(Dataset extract):
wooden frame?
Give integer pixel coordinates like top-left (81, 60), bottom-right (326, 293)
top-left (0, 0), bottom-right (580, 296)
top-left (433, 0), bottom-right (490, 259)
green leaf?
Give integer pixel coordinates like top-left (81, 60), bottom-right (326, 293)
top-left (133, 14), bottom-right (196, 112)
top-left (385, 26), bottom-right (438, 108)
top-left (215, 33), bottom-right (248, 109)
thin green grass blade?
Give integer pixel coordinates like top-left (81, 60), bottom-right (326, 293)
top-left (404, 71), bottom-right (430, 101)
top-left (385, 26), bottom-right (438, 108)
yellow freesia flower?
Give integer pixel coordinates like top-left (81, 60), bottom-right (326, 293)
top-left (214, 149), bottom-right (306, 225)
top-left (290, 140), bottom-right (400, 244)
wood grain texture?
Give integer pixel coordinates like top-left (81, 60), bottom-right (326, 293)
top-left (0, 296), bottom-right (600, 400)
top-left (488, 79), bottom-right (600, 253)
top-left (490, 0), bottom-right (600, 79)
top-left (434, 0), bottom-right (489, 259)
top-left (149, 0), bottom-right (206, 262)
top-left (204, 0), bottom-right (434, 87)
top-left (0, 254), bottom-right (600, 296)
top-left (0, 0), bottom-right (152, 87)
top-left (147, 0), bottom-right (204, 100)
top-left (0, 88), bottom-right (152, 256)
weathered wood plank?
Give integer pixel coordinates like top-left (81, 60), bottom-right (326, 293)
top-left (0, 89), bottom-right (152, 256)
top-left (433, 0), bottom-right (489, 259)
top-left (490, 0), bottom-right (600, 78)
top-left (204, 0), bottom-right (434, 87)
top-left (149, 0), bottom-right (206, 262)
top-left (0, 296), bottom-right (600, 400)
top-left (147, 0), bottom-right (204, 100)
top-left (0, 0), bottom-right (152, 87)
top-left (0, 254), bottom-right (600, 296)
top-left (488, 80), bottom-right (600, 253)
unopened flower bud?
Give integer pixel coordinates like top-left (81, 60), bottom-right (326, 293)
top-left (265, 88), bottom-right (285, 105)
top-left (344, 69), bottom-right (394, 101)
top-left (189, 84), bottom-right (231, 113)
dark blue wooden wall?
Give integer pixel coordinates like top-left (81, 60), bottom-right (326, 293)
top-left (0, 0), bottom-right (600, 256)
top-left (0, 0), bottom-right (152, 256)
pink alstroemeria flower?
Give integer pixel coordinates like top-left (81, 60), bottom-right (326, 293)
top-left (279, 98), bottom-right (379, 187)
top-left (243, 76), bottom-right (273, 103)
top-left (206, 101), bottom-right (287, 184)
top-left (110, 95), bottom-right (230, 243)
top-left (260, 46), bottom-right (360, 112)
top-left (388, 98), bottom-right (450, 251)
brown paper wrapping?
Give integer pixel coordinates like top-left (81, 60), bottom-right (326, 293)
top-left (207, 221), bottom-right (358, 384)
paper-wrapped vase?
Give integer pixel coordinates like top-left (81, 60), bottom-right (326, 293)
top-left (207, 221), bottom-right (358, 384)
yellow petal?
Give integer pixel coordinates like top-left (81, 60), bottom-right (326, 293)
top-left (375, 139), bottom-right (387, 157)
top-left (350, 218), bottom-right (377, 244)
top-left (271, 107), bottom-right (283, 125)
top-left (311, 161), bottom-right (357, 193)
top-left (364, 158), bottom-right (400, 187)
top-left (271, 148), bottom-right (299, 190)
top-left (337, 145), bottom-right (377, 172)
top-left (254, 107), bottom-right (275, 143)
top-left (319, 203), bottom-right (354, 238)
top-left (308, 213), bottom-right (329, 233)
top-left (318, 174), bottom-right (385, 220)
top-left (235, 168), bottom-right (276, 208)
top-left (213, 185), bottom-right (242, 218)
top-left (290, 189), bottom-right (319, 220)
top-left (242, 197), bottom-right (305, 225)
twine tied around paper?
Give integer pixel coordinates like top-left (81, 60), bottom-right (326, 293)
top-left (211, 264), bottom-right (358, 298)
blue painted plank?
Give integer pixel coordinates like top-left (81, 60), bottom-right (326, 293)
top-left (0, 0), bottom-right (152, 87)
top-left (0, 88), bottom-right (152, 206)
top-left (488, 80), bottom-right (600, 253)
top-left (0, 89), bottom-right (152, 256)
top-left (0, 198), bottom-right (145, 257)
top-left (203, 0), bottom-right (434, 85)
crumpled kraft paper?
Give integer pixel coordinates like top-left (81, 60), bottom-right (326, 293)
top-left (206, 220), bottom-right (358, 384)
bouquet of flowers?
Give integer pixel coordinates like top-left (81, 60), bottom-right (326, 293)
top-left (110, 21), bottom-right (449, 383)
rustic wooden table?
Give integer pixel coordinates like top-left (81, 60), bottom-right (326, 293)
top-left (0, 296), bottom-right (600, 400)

(What needs to be done): All of the entries above must be quoted exactly.

(Result of the exercise):
wooden frame?
Give integer pixel coordinates like top-left (81, 60), bottom-right (326, 293)
top-left (0, 0), bottom-right (580, 296)
top-left (433, 0), bottom-right (490, 259)
green leaf?
Give integer pixel coordinates like top-left (81, 60), bottom-right (326, 293)
top-left (133, 14), bottom-right (196, 112)
top-left (385, 26), bottom-right (438, 108)
top-left (215, 33), bottom-right (248, 109)
thin green grass blade?
Give integer pixel coordinates like top-left (81, 60), bottom-right (326, 293)
top-left (404, 71), bottom-right (430, 101)
top-left (385, 26), bottom-right (438, 108)
yellow freesia flower?
Give integer pixel coordinates like top-left (81, 60), bottom-right (326, 293)
top-left (214, 149), bottom-right (306, 225)
top-left (290, 140), bottom-right (400, 244)
wood grain texture?
Give integer pixel coordinates like top-left (81, 60), bottom-right (326, 293)
top-left (0, 296), bottom-right (600, 400)
top-left (488, 79), bottom-right (600, 253)
top-left (490, 0), bottom-right (600, 79)
top-left (434, 0), bottom-right (489, 259)
top-left (149, 0), bottom-right (206, 262)
top-left (204, 0), bottom-right (434, 87)
top-left (0, 254), bottom-right (600, 296)
top-left (0, 0), bottom-right (152, 87)
top-left (147, 0), bottom-right (204, 100)
top-left (0, 88), bottom-right (152, 256)
weathered wood plank?
Give integer pixel coordinates like top-left (81, 60), bottom-right (326, 293)
top-left (0, 89), bottom-right (152, 256)
top-left (433, 0), bottom-right (489, 259)
top-left (490, 0), bottom-right (600, 78)
top-left (204, 0), bottom-right (434, 87)
top-left (149, 0), bottom-right (206, 262)
top-left (0, 296), bottom-right (600, 400)
top-left (147, 0), bottom-right (204, 100)
top-left (0, 0), bottom-right (152, 87)
top-left (0, 254), bottom-right (600, 296)
top-left (488, 80), bottom-right (600, 253)
unopened flower bud?
Give integer pixel coordinates like top-left (81, 60), bottom-right (326, 293)
top-left (265, 88), bottom-right (285, 105)
top-left (344, 69), bottom-right (394, 101)
top-left (189, 84), bottom-right (231, 113)
dark blue wooden wall?
Give integer pixel coordinates like top-left (81, 60), bottom-right (326, 293)
top-left (0, 0), bottom-right (600, 256)
top-left (0, 0), bottom-right (152, 256)
pink alstroemeria flower?
Give integer pixel coordinates like top-left (81, 60), bottom-right (326, 293)
top-left (279, 98), bottom-right (379, 187)
top-left (243, 76), bottom-right (273, 103)
top-left (206, 101), bottom-right (287, 184)
top-left (110, 95), bottom-right (230, 243)
top-left (260, 46), bottom-right (360, 112)
top-left (388, 98), bottom-right (450, 251)
brown paper wrapping?
Give integer pixel coordinates like top-left (81, 60), bottom-right (326, 293)
top-left (207, 221), bottom-right (358, 384)
paper-wrapped vase?
Give integer pixel coordinates like top-left (81, 60), bottom-right (326, 293)
top-left (207, 221), bottom-right (358, 384)
yellow petal?
Give integer pixel coordinates like top-left (81, 60), bottom-right (326, 293)
top-left (375, 139), bottom-right (387, 157)
top-left (350, 218), bottom-right (377, 244)
top-left (271, 107), bottom-right (283, 125)
top-left (311, 161), bottom-right (357, 193)
top-left (364, 158), bottom-right (400, 187)
top-left (271, 148), bottom-right (299, 190)
top-left (337, 145), bottom-right (377, 172)
top-left (254, 107), bottom-right (275, 143)
top-left (319, 203), bottom-right (354, 238)
top-left (308, 213), bottom-right (329, 233)
top-left (318, 174), bottom-right (385, 220)
top-left (235, 168), bottom-right (276, 208)
top-left (213, 185), bottom-right (242, 218)
top-left (290, 189), bottom-right (319, 220)
top-left (242, 197), bottom-right (305, 225)
twine tied around paper?
Give integer pixel coordinates like top-left (81, 60), bottom-right (326, 293)
top-left (211, 264), bottom-right (358, 298)
blue painted plank?
Give integer pixel coordinates like top-left (81, 60), bottom-right (326, 293)
top-left (0, 0), bottom-right (152, 87)
top-left (0, 88), bottom-right (152, 206)
top-left (488, 80), bottom-right (600, 253)
top-left (0, 89), bottom-right (152, 256)
top-left (0, 198), bottom-right (145, 257)
top-left (203, 0), bottom-right (434, 85)
crumpled kraft paper?
Give integer pixel coordinates like top-left (81, 60), bottom-right (326, 293)
top-left (206, 220), bottom-right (358, 384)
bouquet of flowers?
Give integer pixel coordinates like top-left (81, 60), bottom-right (326, 293)
top-left (110, 21), bottom-right (449, 383)
rustic wooden table?
Give integer pixel coordinates like top-left (81, 60), bottom-right (326, 293)
top-left (0, 296), bottom-right (600, 400)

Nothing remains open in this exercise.